» WORK INSTRUCTION:
The records below are to be set down word for word, with every picture left out.

» RECORDS FOR THIS EXERCISE:
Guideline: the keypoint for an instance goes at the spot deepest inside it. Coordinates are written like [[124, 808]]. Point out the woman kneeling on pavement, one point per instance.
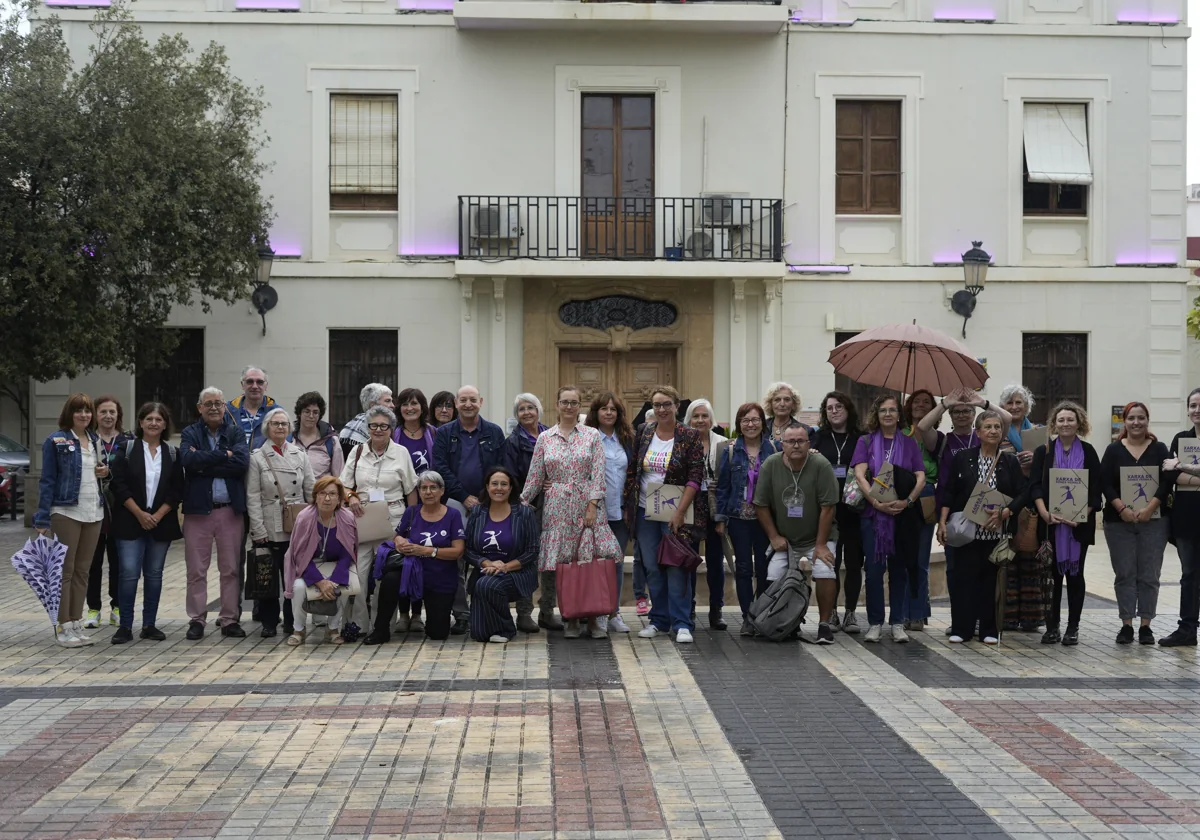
[[973, 597], [430, 534], [502, 552], [321, 557]]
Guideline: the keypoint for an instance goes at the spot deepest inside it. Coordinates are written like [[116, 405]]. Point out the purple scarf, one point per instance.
[[885, 523], [1066, 546]]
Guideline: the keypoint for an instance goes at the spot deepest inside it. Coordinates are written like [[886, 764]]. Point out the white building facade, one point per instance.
[[473, 193]]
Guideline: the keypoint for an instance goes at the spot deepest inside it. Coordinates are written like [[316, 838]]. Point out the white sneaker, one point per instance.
[[77, 628], [65, 637], [850, 624]]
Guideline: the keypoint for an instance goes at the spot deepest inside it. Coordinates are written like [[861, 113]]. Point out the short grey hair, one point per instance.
[[382, 412], [372, 394], [431, 477], [702, 402], [1017, 389], [529, 399], [989, 414], [277, 409]]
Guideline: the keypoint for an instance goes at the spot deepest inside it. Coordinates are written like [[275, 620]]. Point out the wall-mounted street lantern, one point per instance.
[[975, 270]]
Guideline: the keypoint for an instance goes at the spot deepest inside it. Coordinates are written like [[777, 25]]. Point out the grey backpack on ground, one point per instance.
[[779, 612]]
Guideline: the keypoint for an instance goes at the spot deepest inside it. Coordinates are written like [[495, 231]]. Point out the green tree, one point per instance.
[[129, 185]]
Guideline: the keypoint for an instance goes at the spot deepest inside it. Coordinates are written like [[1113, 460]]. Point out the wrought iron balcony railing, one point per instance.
[[571, 227]]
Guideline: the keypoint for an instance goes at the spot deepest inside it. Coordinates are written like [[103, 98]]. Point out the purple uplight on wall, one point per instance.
[[966, 16], [268, 5], [1147, 19]]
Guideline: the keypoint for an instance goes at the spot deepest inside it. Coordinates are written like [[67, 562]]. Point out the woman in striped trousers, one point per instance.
[[502, 553]]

» WRITTEN SOLUTION:
Guideline: the keypoint for an instance goes at the spot deepest inside it. Coordinates are written like [[124, 808]]. Point out the woman kneeling on pavement, one point per instance.
[[973, 597], [430, 534], [502, 552], [321, 557]]
Guideline: the keypoint for an instance goes at the spot deepest inside it. Coordinates are written like [[116, 405]]. Point out the purple scarf, one point per instance.
[[885, 523], [1066, 546]]
Guideline: the keypoint for an instance goes at the spot deepest inside it. Coordinates are written like [[886, 764]]. Point out the white building facade, one point per instance.
[[473, 193]]
Guideline: the keypoint for an instance goes at the spot deepest inside it. Coordinates are written like [[316, 838]]. Point out the white sneaker, one point per instance.
[[77, 628], [65, 637], [850, 624]]
Guideline: the keypoint for an instance goes at the spot deepest inside it. Coordinates are written like [[861, 113]]. Point out the short grey hair, one point per instance.
[[382, 412], [372, 394], [431, 477], [702, 402], [1017, 389], [529, 399], [989, 414], [277, 409]]
Guideline: the keypoint for an instance goes at the spot deepest inside it. Coordinates are written like [[275, 620]]. Point out the wall-mounted street lantern, one point per instance.
[[975, 270]]
Guideline: the keypoint for an instance goes at the spot deepest inside it. Coordinates are written like [[777, 25]]. Point out the grey backpack on ground, one point per instance.
[[779, 612]]
Guideline: the keypoint for an instance goes at the spot deepest inside it. Coordinates are written like [[495, 231]]. Point out the green tree, one point per instance.
[[129, 185]]
Guideline: the keypoint for an instance goes at the spot deepest inside it. Coordinates are written like [[1113, 460]]. Point out the wrought iron balcony railing, one point per instance.
[[571, 227]]
Guideline: the keypoint for an instance goes at the spot deepest inside it. Coordinates are written like [[103, 98]]. Point out the purple uplight on wall, one point per instance.
[[966, 16], [268, 5], [1147, 19]]
Guideline: the keypoint for an instance goes at the spot deepest inside it. Coordinates are written like [[67, 562]]. Point out the woman in striped trousers, one point per instance.
[[502, 553]]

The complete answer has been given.